YOUR INSTRUCTIONS: Your task is to output all the records below, word for word.

EXCERPTED RECORDS:
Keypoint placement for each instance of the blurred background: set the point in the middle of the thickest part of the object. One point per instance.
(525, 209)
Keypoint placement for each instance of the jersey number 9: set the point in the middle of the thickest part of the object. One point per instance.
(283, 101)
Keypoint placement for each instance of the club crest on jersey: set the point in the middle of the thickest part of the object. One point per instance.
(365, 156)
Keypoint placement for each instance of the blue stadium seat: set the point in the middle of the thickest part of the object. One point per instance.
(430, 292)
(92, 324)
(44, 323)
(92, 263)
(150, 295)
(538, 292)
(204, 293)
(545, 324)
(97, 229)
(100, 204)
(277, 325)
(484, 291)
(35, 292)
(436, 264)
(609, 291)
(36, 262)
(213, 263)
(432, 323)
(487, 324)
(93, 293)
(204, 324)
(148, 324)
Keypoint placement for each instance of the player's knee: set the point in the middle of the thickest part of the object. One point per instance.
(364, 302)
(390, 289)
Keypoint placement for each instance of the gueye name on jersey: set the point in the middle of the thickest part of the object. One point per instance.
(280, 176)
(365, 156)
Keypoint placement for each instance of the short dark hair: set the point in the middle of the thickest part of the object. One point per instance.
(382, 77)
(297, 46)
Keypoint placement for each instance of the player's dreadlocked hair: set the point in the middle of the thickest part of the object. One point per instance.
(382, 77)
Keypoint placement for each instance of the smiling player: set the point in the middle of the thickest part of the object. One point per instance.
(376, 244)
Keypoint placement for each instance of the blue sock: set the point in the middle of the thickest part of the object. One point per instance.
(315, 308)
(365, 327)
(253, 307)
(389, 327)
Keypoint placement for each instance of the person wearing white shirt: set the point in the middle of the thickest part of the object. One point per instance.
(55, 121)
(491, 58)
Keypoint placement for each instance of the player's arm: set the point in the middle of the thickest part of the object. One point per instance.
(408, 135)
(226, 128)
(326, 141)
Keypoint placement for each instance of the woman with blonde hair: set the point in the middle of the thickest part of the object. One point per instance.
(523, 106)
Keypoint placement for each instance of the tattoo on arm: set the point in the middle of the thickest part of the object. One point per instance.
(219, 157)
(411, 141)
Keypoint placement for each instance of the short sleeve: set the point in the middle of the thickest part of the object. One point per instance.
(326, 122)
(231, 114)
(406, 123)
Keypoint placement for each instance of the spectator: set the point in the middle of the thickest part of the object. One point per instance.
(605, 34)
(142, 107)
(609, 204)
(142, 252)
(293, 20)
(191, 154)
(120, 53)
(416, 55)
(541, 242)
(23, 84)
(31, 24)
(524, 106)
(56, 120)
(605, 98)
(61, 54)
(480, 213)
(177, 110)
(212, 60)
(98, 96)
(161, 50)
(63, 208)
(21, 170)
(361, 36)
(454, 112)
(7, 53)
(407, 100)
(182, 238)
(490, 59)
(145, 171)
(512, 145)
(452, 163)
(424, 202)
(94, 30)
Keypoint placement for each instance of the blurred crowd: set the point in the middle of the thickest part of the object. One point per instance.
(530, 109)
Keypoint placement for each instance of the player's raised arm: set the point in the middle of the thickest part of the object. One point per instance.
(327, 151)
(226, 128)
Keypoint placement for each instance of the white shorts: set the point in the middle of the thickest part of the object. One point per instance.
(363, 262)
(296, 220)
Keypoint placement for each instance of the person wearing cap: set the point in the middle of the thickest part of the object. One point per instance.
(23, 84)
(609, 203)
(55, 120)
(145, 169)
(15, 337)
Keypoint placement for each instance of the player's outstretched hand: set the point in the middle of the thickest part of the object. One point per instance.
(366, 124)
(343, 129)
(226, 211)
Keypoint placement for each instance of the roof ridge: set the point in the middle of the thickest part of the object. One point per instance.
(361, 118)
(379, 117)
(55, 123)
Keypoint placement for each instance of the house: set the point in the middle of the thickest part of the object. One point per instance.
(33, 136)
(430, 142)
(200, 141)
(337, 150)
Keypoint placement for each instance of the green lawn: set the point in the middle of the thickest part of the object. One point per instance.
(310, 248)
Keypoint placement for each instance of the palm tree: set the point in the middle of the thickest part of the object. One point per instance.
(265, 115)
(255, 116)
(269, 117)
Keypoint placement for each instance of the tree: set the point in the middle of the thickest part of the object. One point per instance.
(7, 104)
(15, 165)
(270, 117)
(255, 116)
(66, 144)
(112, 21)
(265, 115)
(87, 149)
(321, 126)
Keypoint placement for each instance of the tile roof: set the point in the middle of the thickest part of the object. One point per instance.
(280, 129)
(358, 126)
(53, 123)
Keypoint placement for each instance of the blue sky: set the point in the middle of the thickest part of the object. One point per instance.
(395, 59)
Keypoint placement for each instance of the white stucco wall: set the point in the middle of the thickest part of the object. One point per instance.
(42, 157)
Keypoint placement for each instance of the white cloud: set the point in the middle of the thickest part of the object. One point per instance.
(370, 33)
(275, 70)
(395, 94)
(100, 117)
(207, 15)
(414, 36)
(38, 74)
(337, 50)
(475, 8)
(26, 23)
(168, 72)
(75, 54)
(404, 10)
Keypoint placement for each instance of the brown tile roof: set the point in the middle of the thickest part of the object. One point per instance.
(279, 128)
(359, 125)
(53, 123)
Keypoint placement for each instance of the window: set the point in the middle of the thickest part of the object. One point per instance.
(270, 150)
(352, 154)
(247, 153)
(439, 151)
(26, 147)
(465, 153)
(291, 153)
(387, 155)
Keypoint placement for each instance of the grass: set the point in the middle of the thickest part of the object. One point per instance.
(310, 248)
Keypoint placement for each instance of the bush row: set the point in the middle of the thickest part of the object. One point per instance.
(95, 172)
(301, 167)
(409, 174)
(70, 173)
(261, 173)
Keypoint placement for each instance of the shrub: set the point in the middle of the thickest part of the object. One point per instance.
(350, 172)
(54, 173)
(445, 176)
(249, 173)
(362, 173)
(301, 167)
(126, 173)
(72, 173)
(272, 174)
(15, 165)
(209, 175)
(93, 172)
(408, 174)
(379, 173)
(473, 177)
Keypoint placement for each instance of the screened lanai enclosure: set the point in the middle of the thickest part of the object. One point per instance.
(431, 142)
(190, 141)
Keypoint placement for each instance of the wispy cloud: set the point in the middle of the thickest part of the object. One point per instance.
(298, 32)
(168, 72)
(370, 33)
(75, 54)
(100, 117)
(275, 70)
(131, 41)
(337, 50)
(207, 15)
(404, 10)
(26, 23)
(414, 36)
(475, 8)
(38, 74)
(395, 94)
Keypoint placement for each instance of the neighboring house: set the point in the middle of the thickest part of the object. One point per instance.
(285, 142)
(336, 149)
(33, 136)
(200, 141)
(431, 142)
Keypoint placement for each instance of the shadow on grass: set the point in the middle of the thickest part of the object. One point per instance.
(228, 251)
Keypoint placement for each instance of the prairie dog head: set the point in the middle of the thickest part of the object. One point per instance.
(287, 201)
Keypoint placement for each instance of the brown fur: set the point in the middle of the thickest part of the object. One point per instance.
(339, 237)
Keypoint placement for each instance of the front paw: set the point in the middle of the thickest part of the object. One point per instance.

EXERCISE RESULT:
Keypoint placement for each instance of the blurred background: set the point in the middle of the thickest part of the object. One point per instance.
(525, 209)
Keypoint placement for each instance of the jersey number 9: set the point in the middle of the thickest part of the object. One point per instance.
(283, 101)
Keypoint placement for each instance of the club crest on jersey: set the point in the middle of the thickest part of the object. One point per instance.
(365, 156)
Keypoint placement for each instance of the blue stadium seat: set the point in the middle of the thickest part of the object. One point per instance.
(430, 292)
(92, 324)
(44, 323)
(92, 263)
(150, 295)
(538, 292)
(204, 293)
(545, 324)
(97, 229)
(100, 204)
(277, 325)
(484, 291)
(35, 292)
(436, 264)
(609, 291)
(36, 262)
(213, 263)
(432, 323)
(487, 324)
(93, 293)
(204, 324)
(148, 324)
Keypoint placement for each instance of the player's knee: set the point in the middle of the thickest part of the object. One point per instance.
(364, 302)
(390, 289)
Keypoint placement for each instance of the gueye name on jersey: set the point in the middle of the thickest part of the object. One point per instance.
(280, 176)
(365, 156)
Keypoint placement for each instance of the short dark hair: set the point in the middle of the thickest part of the object. One point per instance.
(382, 77)
(297, 46)
Keypoint placement for each instance of the player's dreadlocked hair: set the point in the middle of the thickest part of the object. One point per instance.
(382, 77)
Keypoint placement for each instance of the smiling player: set the point in the middle of the thickest part of the object. One point per instance.
(376, 244)
Keypoint placement for each instance of the blue sock: set the point in the middle of the thickest part of the object. One point per instance.
(315, 308)
(365, 327)
(253, 307)
(389, 327)
Keypoint placement for each instance of the person wearing white shirt: set the point in the middle of the thickest part of the object. One point per instance.
(55, 121)
(491, 58)
Keypoint placement for each instance of the player's arm: set the point in the middle of the thickest part of the object. One point per instance.
(408, 135)
(226, 128)
(326, 141)
Keypoint placement for each instance of the woman with blonde hair: set the point in the middle of the thickest part of the object. One point per instance.
(523, 106)
Keypoint placement for each instance of the tattoo on arm: set the point in the middle of the thickest part of the object. One point per instance.
(219, 157)
(411, 141)
Keypoint placement for each instance of the short sleeve: set the point in the middle of the thickest part of the object. One point per instance.
(326, 122)
(231, 114)
(406, 123)
Keypoint placement for each instance of the spectator: set the point in the middle of the thickest part of the object. One point per instance.
(605, 34)
(142, 107)
(609, 204)
(142, 252)
(293, 20)
(191, 154)
(120, 53)
(416, 55)
(541, 242)
(23, 84)
(31, 24)
(524, 106)
(56, 120)
(605, 98)
(61, 54)
(480, 213)
(177, 110)
(212, 60)
(98, 96)
(161, 50)
(63, 208)
(21, 170)
(361, 36)
(454, 112)
(7, 53)
(407, 100)
(182, 238)
(490, 59)
(145, 171)
(512, 145)
(452, 163)
(424, 202)
(94, 30)
Keypoint placement for each instance of the blurred crowd: set the point in the middle of the thickest part of the object. One point per instance.
(530, 109)
Keypoint placement for each instance of the player's raised arm: set the point in the middle of the thickest part of the object. One point per instance.
(327, 151)
(226, 128)
Keypoint placement for each instance of the white shorts: set the point in the middle of the thickest part of the object. One point per instance.
(363, 262)
(296, 220)
Keypoint placement for each instance of the person wearing cap: set the point in the middle of the thickest part of the object. One point per instance.
(23, 84)
(609, 203)
(55, 120)
(145, 169)
(15, 337)
Keypoint placement for each instance of the player's outstretched hand: set the point in the middle of the thickest part of the object. One point per instance.
(366, 124)
(343, 129)
(226, 211)
Keypoint placement for each instance of the roof ridge: set the point in the middle of the thickest part of the object. One point per instance.
(361, 118)
(379, 117)
(55, 123)
Keypoint placement for each instance of the house: set the point in the middle of the thickest part of the object. One point per instance.
(33, 136)
(430, 142)
(200, 141)
(337, 150)
Keypoint placement for each instance of the green lawn: set the point in the middle of the thickest part of the object. One point per instance.
(310, 248)
Keypoint placement for each instance of the palm tree: set the point in the middle of the thickest part of the object. One point per instance.
(265, 115)
(255, 116)
(269, 117)
Keypoint placement for each instance of the tree: set the point in the middle of the thickest part of the object. One point per instance.
(7, 104)
(15, 165)
(270, 117)
(255, 116)
(66, 144)
(112, 21)
(265, 115)
(87, 149)
(321, 126)
Keypoint placement for each instance of the tile roof: set the point in the middle of the thickest part of the object. One point per instance.
(280, 129)
(358, 126)
(53, 123)
Keypoint placement for each instance of the blue sky: set the point in the middle of the thickest part of the object. One point per instance.
(395, 59)
Keypoint placement for each instance of the white stucco wall: set the point in the middle of the thickest part of the object. One point per instance.
(42, 157)
Keypoint placement for each instance of the white cloud: set the point in the middle of the thickest part of the object. One point per instance.
(370, 33)
(275, 70)
(395, 94)
(100, 117)
(207, 15)
(414, 36)
(38, 74)
(337, 50)
(475, 8)
(26, 23)
(168, 72)
(75, 54)
(404, 10)
Keypoint placement for each instance of the brown tile roof: set the point in the middle of the thickest part of the object. One point per instance.
(279, 128)
(359, 125)
(53, 123)
Keypoint placement for each instance of the window: set the point in the middle of the thickest part of the object. One point per instance.
(270, 150)
(352, 154)
(247, 153)
(439, 151)
(26, 147)
(465, 153)
(291, 153)
(387, 155)
Keypoint placement for each instance of the grass: set the point in the middle of the thickest part of the object. One point per instance.
(310, 248)
Keypoint placement for each instance of the bush row: set the point in the middle of the thickest part of the object. One point per instance.
(95, 172)
(301, 167)
(409, 174)
(70, 173)
(261, 173)
Keypoint placement for each instance of the shrub: set the point in the middle of the thickest part of the object. One point per instance.
(350, 172)
(54, 173)
(445, 176)
(249, 173)
(362, 173)
(301, 167)
(126, 173)
(72, 173)
(272, 174)
(15, 165)
(209, 175)
(93, 172)
(408, 174)
(379, 173)
(473, 177)
Keypoint placement for each instance of the screened lanai enclosure: set the point in the middle of the thickest part of the object. One point per instance.
(431, 142)
(190, 141)
Keypoint placement for each instance of the wispy cloud: set the point in the middle of the thickest part of the object. One point per instance.
(298, 32)
(168, 72)
(370, 33)
(75, 54)
(100, 117)
(275, 70)
(131, 41)
(337, 50)
(207, 15)
(404, 10)
(26, 23)
(414, 36)
(475, 8)
(38, 74)
(395, 94)
Keypoint placement for each instance of the neighboring house: set the point in the middle of the thickest part of the object. One point per instance.
(285, 142)
(336, 149)
(33, 136)
(200, 141)
(431, 142)
Keypoint placement for each instance of the shadow on grass: set the point in the middle of the thickest part of the object. One point per instance.
(228, 251)
Keypoint placement for each instance of the prairie dog head: set the point in the middle of the thickest part of the object. One point per instance.
(287, 201)
Keypoint placement for each instance of the brown fur: set the point in the middle of the thickest part of the object. One point per instance.
(339, 237)
Keypoint placement for each instance of the front paw: set the point in the middle of the thickest part of the object. One point per instance.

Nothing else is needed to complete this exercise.